▸ Task details
From the line that includes "Task: Where can the scaffolding" to the last line of the records, inclusive, repeat each line exactly.

:: Extracted material

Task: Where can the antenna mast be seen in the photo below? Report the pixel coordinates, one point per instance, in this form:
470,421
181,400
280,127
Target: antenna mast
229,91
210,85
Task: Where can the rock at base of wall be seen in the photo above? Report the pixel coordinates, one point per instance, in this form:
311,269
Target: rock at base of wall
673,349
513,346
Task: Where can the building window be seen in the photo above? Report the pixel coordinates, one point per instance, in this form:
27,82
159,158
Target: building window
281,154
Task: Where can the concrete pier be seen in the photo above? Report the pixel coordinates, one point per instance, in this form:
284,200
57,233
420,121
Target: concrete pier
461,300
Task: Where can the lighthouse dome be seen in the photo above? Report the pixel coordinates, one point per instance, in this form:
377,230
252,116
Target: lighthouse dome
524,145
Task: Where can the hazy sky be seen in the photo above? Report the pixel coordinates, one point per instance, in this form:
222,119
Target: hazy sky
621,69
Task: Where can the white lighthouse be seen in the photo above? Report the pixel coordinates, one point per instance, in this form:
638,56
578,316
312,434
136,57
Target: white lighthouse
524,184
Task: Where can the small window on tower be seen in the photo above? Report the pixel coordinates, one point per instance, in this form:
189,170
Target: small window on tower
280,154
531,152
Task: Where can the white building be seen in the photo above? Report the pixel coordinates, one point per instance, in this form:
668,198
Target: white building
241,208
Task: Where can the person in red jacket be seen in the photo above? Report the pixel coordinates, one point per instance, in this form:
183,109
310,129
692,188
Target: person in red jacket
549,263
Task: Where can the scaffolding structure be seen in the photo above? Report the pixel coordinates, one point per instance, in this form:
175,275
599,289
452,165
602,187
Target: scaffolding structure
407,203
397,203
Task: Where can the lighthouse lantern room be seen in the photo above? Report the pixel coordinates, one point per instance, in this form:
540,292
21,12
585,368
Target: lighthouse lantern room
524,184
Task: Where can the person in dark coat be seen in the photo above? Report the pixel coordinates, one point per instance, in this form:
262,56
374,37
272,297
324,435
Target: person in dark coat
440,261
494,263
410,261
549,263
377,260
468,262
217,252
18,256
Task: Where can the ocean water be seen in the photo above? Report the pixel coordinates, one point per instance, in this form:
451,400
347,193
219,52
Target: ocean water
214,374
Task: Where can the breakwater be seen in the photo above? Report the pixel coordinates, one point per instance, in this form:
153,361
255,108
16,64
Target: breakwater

::::

▸ Solution for this task
Task: Where can the scaffolding structure be seen in the photo above? Report the pixel coordinates, one point per instance, in this form:
175,275
599,289
452,165
602,187
Target: scaffolding structure
407,203
397,203
Task: Where can the lighthouse lantern room be seen in the photo above? Report the pixel coordinates, one point per instance, in this form:
540,292
21,12
585,368
Target: lighthouse lantern room
524,184
Task: Where can the person in dark coat be seen in the photo above? Report the pixel coordinates, one point per instance, in this form:
262,56
374,37
272,297
324,435
Target: person in dark coat
440,261
494,263
410,261
549,263
377,260
468,262
217,252
18,256
Task: Where can the ocean water be seen in the photo above? Report the pixel coordinates, one point per instance, in this form:
451,400
347,193
219,52
Target: ocean water
214,374
Task: Where can the breakwater be seen in the photo above? Report the pixel coordinates, one point per instance, in this form:
153,361
255,108
16,64
Target: breakwater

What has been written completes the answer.